What you need to do:
• A. According to the exploration text, how far out does a vertical well usually draw from the wellbore?
• B. Decide whether each statement agrees with the exploration text. (i) Hubbert predicted in 1956 that oil and gas are finite. (ii) Jimmy Carter instituted a windfall profits tax on the U.S. industry in the early 1990s. (iii) SPE studies indicate that maybe only 8% of fracs produce.
• C. Retype the part of the exploration text starting with "Since SEC reporting" and going on through "way past $60/bbl.".

Text block:

● ● ● ● ● ● ●

What's New in Exploration
Geophysicist M. King Hubbert predicted rightly in 1956 that oil and gas are finite. However, the planet’s oil and gas production did not peak five years later, as he worried. USGS data suggested a peak in 1971, with a current strong rising trend from shale. Hubbert and others used a statistical bell curve approach to define what he, and everyone else, could not know about the future, Fig. 1. Former U.S. President Jimmy Carter believed that the Hubbert Peak had occurred, and that world production was somewhere on the back side of a skewed curve. He instituted a windfall profits tax on the U.S. industry in the late 1970s, just to make it so. Every governmental energy policy since then has followed that curve.
A recalibration. Historical re-calibrating of global reserves is reshaped by unconventional production. I explain horizontal production thusly. A vertical 9-in. well, penetrating 30 ft of 200-millidarcy sand, will commonly have perforations over about 20 ft. It will “draw” from the wellbore rock to somewhere “out there,” a radial distance usually no more than 500 ft, i.e. 18 acres. A horizontal in the same sand will have 10,000 ft of pay, with say 26 sets of 20-ft perfs spaced along the casing, draining about the same feet vertically and horizontally with overlap. So, why is anyone surprised when better than eight years of vertical-equivalent production occurs in one year from a horizontal, and the horizontal well draws down in under one year?
Since SEC reporting is annual, a conundrum is created, whereby keeping booked reserves constant requires unconventional drilling to become like a Ponzi scheme. Use today’s cash for urgent ongoing drilling to keep the book full, or lose share value. Then, to “help,” we frac everything for more efficient drainage, making the decline curve steeper. The impact on overall break-even (BE) is severe, since demand for rigs and trucks goes over the moon. Often, BE is way past $60/bbl.
When we thought we were rich at $70 oil, regulators accused us of disposing too much water. Folks in Oklahoma can show that frac water injection caused 290-million-to-1.4-billion-year-old rock (depending on who you talk to) to wake up and shake a bit. Unfortunately, that occurred under some houses. Rightly, we can no longer deny this occurs, but we realize that only 20% of fracing improves production of oil, using the 80/20 rule. Much worse, SPE studies indicate that maybe only 8% of fracs produce.
The SEC doesn’t much care about which frac is working, if the total at the wellhead is reported. Companies care about the amount of water that is being produced to keep hydrocarbon production coming to that book. Eliminating unnecessary fracing is an accountant’s dream, which cannot be determined until the frac is created and individually tested.

● ● ● ● ● ● ●

Object position labeling entries:
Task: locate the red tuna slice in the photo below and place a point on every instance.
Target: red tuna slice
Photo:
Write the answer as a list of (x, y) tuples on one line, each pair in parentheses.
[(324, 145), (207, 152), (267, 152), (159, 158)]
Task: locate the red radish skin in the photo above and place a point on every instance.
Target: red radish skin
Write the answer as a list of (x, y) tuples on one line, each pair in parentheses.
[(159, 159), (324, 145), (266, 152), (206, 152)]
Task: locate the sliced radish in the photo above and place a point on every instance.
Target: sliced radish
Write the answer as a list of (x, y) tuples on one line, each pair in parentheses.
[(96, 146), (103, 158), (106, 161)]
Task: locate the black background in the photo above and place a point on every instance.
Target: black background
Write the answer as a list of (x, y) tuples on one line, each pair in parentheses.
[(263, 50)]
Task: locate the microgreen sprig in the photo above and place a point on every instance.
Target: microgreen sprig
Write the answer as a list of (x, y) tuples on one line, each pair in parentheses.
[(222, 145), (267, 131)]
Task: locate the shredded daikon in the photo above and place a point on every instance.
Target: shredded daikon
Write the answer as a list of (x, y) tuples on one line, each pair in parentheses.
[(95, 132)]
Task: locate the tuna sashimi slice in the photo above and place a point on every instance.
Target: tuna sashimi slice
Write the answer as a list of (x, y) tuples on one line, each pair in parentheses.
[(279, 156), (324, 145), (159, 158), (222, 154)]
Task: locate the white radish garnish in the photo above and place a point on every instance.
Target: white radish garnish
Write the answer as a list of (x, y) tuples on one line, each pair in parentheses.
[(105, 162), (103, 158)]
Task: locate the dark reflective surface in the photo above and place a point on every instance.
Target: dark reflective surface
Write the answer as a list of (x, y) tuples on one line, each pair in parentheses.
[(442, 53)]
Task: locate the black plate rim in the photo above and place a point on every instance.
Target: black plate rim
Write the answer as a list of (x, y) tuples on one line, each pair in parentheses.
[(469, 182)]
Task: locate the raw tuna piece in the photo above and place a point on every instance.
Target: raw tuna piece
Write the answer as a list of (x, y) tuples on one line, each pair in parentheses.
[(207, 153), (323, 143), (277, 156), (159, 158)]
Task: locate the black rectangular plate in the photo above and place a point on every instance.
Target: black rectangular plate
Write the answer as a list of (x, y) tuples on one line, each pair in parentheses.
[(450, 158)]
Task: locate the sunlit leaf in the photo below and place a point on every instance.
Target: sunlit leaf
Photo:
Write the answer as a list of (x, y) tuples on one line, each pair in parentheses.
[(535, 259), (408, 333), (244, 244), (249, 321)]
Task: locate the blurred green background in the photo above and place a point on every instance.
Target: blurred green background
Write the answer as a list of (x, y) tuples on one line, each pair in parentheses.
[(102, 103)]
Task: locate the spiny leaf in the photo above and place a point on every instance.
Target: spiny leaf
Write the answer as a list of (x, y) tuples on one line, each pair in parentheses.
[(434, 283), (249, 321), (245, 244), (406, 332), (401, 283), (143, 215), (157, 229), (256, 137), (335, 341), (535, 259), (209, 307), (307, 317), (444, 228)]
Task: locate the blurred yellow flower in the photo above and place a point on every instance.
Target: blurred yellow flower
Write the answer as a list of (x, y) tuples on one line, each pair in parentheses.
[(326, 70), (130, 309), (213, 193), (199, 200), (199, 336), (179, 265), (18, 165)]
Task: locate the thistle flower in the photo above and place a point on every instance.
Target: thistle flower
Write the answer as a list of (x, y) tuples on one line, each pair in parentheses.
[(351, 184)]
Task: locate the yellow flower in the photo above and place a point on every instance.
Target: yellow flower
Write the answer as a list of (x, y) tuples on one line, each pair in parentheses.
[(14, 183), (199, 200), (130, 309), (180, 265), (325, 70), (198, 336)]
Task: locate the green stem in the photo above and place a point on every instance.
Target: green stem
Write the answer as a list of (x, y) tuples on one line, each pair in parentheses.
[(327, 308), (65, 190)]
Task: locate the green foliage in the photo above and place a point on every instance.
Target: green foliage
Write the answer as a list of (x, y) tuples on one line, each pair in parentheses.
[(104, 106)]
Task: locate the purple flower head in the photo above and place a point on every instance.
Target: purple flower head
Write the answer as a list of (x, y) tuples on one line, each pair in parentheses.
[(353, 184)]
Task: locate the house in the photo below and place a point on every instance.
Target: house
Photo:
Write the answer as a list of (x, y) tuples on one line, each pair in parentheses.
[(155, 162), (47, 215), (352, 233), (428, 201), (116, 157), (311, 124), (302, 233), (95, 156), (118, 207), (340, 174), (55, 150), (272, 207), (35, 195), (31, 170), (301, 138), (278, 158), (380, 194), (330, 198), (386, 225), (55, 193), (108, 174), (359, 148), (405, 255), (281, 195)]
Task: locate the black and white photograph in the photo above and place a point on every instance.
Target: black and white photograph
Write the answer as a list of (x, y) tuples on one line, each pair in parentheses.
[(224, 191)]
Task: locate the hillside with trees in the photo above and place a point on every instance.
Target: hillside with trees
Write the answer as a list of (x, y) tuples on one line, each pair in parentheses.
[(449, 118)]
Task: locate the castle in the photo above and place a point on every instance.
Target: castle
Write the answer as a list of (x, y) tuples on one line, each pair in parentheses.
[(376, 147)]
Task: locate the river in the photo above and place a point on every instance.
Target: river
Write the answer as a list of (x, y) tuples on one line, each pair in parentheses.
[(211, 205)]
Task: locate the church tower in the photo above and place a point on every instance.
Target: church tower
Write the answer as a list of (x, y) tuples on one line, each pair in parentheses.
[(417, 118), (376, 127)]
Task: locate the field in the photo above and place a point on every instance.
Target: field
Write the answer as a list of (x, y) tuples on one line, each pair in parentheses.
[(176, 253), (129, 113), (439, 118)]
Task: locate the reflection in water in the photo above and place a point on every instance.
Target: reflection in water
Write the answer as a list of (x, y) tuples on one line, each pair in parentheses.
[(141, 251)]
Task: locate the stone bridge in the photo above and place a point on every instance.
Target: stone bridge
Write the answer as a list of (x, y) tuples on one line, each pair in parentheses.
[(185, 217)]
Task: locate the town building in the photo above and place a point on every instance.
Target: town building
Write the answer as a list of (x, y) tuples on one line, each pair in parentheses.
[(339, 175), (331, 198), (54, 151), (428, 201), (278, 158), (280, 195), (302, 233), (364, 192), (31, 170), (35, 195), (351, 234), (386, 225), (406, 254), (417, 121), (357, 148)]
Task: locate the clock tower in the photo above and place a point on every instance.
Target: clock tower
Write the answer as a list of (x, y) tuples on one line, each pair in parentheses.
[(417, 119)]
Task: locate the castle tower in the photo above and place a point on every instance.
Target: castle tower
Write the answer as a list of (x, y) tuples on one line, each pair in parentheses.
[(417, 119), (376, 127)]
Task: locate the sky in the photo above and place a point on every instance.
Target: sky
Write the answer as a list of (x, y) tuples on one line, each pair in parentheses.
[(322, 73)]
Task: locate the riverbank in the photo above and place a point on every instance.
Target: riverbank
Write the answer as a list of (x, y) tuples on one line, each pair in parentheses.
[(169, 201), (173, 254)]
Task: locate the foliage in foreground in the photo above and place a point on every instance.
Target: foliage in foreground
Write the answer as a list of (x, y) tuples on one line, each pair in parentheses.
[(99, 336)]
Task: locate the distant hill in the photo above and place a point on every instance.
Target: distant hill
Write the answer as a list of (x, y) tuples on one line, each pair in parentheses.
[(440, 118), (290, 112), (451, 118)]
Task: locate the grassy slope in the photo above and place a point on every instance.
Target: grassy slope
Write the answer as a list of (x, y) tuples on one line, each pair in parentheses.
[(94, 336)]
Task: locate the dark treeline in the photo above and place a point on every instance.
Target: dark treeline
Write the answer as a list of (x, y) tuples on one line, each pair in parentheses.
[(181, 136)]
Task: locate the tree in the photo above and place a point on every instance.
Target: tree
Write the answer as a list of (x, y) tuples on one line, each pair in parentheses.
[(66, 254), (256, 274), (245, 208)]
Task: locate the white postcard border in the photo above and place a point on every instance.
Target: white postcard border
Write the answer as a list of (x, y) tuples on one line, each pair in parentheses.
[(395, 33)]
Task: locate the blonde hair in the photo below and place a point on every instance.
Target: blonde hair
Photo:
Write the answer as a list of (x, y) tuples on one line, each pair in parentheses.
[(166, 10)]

● ● ● ● ● ● ●

Exercise results:
• A. A radial distance usually no more than 500 ft, or about 18 acres.

• B.
(i) Yes: "Geophysicist M. King Hubbert predicted rightly in 1956 that oil and gas are finite."
(ii) No: "He instituted a windfall profits tax on the U.S. industry in the late 1970s"
(iii) Yes: "SPE studies indicate that maybe only 8% of fracs produce."

• C.
Since SEC reporting is annual, a conundrum is created, whereby keeping booked reserves constant requires unconventional drilling to become like a Ponzi scheme. Use today’s cash for urgent ongoing drilling to keep the book full, or lose share value. Then, to “help,” we frac everything for more efficient drainage, making the decline curve steeper. The impact on overall break-even (BE) is severe, since demand for rigs and trucks goes over the moon. Often, BE is way past $60/bbl.